start Extracted data
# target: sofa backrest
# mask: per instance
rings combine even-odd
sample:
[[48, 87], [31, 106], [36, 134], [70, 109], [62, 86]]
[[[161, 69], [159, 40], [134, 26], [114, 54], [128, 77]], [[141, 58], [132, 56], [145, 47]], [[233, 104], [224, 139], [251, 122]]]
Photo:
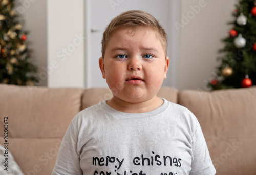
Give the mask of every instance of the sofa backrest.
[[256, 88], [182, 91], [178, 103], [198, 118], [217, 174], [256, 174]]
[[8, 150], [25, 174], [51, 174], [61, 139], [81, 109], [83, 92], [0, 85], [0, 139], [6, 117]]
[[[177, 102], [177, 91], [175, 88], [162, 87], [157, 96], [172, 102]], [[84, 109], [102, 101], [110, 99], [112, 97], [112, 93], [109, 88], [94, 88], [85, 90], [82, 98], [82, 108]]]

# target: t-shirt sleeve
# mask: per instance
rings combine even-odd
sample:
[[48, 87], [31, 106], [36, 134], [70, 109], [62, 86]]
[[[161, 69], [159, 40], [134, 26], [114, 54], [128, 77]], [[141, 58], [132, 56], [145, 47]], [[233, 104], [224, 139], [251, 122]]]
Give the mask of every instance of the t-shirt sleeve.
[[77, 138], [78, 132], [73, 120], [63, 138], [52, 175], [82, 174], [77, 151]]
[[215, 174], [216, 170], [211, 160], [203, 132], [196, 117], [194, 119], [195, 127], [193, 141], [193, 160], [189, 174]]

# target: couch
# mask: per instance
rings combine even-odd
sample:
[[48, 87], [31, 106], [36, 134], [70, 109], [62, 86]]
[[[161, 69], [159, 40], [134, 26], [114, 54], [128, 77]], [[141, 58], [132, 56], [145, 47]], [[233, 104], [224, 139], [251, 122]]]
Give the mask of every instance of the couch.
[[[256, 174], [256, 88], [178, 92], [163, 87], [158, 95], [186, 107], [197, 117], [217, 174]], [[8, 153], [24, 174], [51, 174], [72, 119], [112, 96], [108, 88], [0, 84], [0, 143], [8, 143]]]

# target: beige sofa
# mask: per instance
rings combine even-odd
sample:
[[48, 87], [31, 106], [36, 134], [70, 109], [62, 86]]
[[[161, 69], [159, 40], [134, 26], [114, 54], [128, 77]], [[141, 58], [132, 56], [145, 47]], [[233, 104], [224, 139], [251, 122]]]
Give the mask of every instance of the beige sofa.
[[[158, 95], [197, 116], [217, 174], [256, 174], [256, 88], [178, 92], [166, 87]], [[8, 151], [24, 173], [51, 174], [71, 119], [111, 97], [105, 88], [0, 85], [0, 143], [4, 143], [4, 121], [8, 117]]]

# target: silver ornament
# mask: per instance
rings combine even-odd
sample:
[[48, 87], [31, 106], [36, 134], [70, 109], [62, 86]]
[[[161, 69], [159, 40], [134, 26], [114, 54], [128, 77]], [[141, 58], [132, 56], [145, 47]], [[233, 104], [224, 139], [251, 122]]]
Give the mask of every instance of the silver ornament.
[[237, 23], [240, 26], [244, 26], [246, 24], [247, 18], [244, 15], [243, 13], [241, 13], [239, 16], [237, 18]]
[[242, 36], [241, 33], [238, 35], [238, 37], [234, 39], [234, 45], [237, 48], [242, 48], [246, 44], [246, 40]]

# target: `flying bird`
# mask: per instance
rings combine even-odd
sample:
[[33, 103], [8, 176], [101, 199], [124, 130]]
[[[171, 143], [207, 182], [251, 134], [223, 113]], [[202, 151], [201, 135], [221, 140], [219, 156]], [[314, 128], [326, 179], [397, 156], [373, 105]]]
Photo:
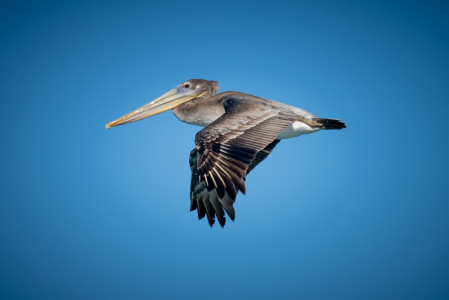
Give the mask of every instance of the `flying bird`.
end Extracted data
_To do_
Scale everything from the line containing "# target: silver ornament" down to the end of the data, both ends included. Multiply each point coordinate in the answer outlines by 0.3 and round to whole numbers, with halves going up; copy the requests and their sample outlines unchanged, and leave the pictures out.

_Answer to the exercise_
# target: silver ornament
# mask: per instance
rings combine even-odd
sample:
[[48, 87], [31, 106], [36, 134], [70, 109], [62, 86]]
[[[161, 69], [159, 40], [134, 26], [114, 54], [128, 77]], [[141, 58], [132, 56], [145, 47]], [[233, 104], [224, 139], [251, 122]]]
Give the mask of every instance of the silver ornament.
[[71, 7], [72, 8], [73, 8], [74, 7], [74, 5], [73, 5], [73, 4], [72, 4], [72, 5], [71, 5]]
[[73, 11], [72, 10], [71, 11], [71, 11], [70, 12], [70, 14], [71, 14], [73, 14], [74, 13], [74, 12]]

# target: `flying bird`
# mask: per instance
rings combine even-odd
sample:
[[33, 103], [8, 176], [101, 199], [124, 130]]
[[[171, 143], [207, 182], [251, 134], [223, 113]], [[202, 151], [201, 135], [221, 140], [219, 156]], [[314, 128], [326, 179], [397, 156], [373, 105]]]
Photo:
Give the mask of every instance of the `flying bird`.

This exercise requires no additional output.